> **TEXT SEGMENT**:
The Canadian government has just tabled its first Budget since 2019.
This major announcement usually takes place in the first quarter of each year, however it did not take place last year due to the coronavirus pandemic.
The Canadian federal budget receives a lot of attention domestically since it contains the policy priorities the government will pursue, the government’s spending and revenue projections, as well as an overview of the state of the Canadian economy.
Today’s Budget is of added importance for several reasons. It is the first in two years due to the unprecedented times we are living in. Moreover, the ruling Liberal party has a minority government, and is rumored to be considering calling an early election in 2021, which means it may need to rely on the Budget to convince Canadians to give them a majority.
Sometimes, the Budget contains major Canadian immigration policy announcements.
For example, Budget 2014 proposed terminating the popular federal Immigrant Investor Program and Entrepreneur Program. That same Budget outlined that the federal government would invest millions of dollars to ensure that Express Entry would successfully launch in January 2015.
Here are the immigration priorities outlined in Budget 2021. It is important to note that these are proposals and the Budget needs to win the approval of the majority of Parliament for the Liberals to go ahead and pursue these priorities. It is likely that Parliament will pass this Budget since defeating it would trigger an election— an outcome that Canada’s federal parties likely do not want while the country continues to fight the coronavirus pandemic.
Perhaps the most important immigration proposal in the Budget is a nearly $430 million investment the federal government would like to make to modernize its information technology (IT) infrastructure. The Budget calls for the investment to replace the Global Case Management System (GCMS), which is used to manage immigration applications. The purpose of the investment, according to the Budget, includes allowing the federal government to respond to higher levels of foreign national arrivals in the future, better security, and improved application processing.

Recorded data:
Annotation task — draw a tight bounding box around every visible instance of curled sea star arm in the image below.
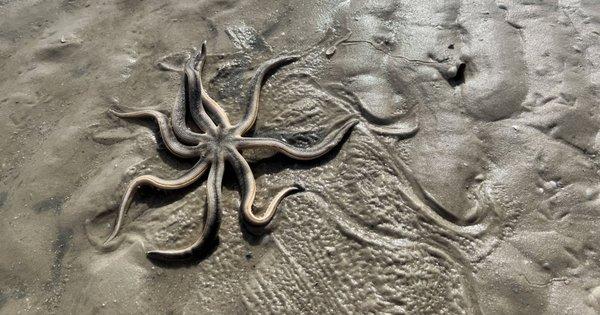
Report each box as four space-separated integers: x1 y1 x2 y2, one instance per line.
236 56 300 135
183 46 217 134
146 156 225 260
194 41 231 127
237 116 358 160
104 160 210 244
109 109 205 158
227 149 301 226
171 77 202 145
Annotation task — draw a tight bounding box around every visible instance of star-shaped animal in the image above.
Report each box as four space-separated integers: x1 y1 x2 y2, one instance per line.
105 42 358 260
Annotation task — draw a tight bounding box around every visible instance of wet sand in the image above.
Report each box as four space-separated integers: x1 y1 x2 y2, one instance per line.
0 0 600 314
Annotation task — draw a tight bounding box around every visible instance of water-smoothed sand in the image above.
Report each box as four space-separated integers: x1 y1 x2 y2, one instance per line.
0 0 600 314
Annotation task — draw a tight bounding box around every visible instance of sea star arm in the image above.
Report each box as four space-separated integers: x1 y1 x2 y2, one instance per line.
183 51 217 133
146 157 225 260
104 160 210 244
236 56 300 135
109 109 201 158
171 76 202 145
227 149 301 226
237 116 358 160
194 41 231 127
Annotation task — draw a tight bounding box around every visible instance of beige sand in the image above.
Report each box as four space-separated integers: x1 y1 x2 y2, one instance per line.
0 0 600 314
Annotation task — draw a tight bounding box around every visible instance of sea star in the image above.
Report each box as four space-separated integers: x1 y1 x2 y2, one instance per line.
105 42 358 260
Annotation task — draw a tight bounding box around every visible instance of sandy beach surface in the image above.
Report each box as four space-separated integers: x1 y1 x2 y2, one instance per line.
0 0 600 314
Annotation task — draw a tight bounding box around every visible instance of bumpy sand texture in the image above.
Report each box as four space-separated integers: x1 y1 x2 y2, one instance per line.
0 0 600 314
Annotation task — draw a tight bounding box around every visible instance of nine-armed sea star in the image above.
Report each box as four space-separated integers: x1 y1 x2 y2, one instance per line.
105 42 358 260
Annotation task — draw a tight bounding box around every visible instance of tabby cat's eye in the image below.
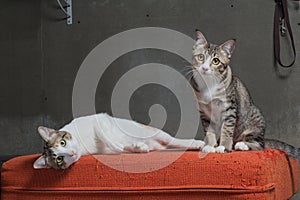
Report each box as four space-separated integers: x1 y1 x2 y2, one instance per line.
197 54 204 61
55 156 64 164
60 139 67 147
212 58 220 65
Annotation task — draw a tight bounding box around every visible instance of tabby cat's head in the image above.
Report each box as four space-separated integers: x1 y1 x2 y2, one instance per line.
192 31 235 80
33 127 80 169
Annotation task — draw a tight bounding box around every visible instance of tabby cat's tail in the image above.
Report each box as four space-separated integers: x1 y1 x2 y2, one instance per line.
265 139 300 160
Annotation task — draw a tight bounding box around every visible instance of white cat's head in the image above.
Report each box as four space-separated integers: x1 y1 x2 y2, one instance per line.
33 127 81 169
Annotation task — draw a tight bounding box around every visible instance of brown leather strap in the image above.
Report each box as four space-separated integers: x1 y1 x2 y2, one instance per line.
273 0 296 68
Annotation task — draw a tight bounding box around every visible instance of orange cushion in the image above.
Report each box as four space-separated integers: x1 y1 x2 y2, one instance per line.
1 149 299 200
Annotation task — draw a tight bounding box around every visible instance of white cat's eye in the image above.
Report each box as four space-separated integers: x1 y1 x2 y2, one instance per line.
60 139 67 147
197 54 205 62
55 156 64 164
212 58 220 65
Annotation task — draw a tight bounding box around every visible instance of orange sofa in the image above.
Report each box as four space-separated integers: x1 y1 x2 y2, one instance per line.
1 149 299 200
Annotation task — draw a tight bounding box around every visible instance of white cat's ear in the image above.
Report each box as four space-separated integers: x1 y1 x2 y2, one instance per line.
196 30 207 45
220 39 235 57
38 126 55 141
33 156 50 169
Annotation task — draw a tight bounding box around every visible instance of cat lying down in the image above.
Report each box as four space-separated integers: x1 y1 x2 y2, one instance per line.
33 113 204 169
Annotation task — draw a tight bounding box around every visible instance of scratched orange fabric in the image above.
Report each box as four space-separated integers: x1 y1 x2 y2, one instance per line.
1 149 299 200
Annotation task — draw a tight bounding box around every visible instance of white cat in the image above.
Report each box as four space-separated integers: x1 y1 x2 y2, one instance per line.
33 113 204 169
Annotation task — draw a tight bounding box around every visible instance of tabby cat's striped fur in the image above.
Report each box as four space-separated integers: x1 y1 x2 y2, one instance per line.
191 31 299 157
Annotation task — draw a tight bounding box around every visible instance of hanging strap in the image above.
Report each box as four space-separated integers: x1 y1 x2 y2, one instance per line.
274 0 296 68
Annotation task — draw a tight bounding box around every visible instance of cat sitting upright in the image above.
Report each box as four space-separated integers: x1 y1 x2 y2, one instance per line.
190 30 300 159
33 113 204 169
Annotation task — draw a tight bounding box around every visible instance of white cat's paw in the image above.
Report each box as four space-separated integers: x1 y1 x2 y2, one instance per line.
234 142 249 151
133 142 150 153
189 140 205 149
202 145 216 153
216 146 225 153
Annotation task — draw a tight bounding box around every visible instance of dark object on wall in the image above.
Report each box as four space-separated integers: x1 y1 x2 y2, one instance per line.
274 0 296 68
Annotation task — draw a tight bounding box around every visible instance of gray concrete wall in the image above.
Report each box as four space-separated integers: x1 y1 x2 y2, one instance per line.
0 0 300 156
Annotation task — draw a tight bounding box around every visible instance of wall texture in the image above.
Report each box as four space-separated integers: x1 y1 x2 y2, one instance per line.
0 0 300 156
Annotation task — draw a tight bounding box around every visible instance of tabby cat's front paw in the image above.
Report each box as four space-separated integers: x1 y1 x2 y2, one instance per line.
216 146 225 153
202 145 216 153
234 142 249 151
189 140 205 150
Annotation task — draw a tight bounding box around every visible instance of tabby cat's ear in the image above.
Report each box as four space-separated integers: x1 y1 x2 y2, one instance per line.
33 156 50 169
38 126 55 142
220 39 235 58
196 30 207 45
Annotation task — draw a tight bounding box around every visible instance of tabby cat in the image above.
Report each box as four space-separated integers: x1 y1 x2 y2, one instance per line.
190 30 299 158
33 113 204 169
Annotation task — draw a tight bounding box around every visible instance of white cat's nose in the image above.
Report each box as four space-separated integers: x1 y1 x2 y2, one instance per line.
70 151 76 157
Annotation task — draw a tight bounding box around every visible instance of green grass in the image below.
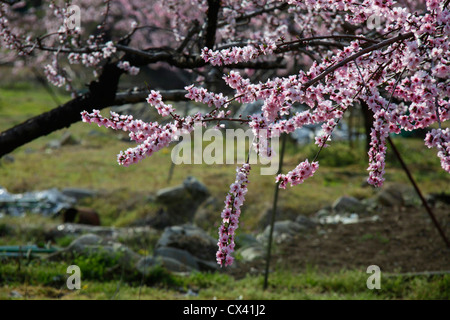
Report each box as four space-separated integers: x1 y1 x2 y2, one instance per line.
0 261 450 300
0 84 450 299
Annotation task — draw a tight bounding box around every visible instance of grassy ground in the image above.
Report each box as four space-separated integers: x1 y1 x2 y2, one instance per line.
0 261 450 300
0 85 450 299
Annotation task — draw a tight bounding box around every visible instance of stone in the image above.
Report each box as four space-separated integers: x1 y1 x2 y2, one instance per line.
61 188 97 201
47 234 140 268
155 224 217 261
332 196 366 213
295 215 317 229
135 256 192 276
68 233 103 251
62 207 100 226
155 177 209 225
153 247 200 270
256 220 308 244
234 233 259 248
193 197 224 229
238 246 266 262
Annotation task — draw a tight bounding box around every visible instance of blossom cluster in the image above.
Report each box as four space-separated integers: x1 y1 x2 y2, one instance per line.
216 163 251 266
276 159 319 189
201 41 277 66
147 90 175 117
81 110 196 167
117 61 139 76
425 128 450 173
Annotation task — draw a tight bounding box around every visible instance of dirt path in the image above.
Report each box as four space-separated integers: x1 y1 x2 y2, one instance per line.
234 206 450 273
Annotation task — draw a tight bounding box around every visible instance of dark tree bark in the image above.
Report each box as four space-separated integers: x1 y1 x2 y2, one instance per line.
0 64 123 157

> **APPLY WHAT YOU READ**:
1) In the Budget 2021 article, what system would the nearly $430 million investment replace?
2) Set down the Budget 2021 article word for word, covering everything from "The Canadian government" down to "them a majority.".
3) Write the next part of the Budget 2021 article, picking up after its final sentence.

> **RESULTS OF THE EXERCISE**:
1) The Global Case Management System (GCMS), which is used to manage immigration applications.

2)
The Canadian government has just tabled its first Budget since 2019.
This major announcement usually takes place in the first quarter of each year, however it did not take place last year due to the coronavirus pandemic.
The Canadian federal budget receives a lot of attention domestically since it contains the policy priorities the government will pursue, the government’s spending and revenue projections, as well as an overview of the state of the Canadian economy.
Today’s Budget is of added importance for several reasons. It is the first in two years due to the unprecedented times we are living in. Moreover, the ruling Liberal party has a minority government, and is rumored to be considering calling an early election in 2021, which means it may need to rely on the Budget to convince Canadians to give them a majority.

3)
The Budget notes that the federal government has an eye towards reforming Express Entry. The government would like to give the immigration minister more authority to “select those candidates who best meet Canada’s labour market needs.” What these changes may entail are not specified in the Budget.
Express Entry is the main way that Canada selects economic class immigrants. It accounts for about one-quarter of all the immigrants Canada welcomes each year.
The Budget calls for some $110 million in additional spending over the next three years on the Temporary Foreign Worker Program (TFWP). The spending will go towards providing information and support to vulnerable foreign workers, increased inspections of employers to ensure they are treating foreign workers well, and improving service delivery to vulnerable workers so they can obtain open work permits if they have been abused by their previous employers in Canada.
Newcomer women sometimes face barriers to employment in Canada due to factors such as developing English or French skills, lack of Canadian experience, lack of affordable child care, and discrimination. The Budget proposes an additional $15 million in spending over the next two years to build on existing initiatives aimed at helping to improve the employment outcomes and career advancement of newcomer women.
Budget 2021 references the new immigration programs launched by Immigration, Refugees and Citizenship Canada (IRCC) last week to provide accelerated permanent residence pathways to essential workers and international graduates this year. Some 90,000 individuals living in Canada will be able to begin to apply for permanent residence beginning on May 6.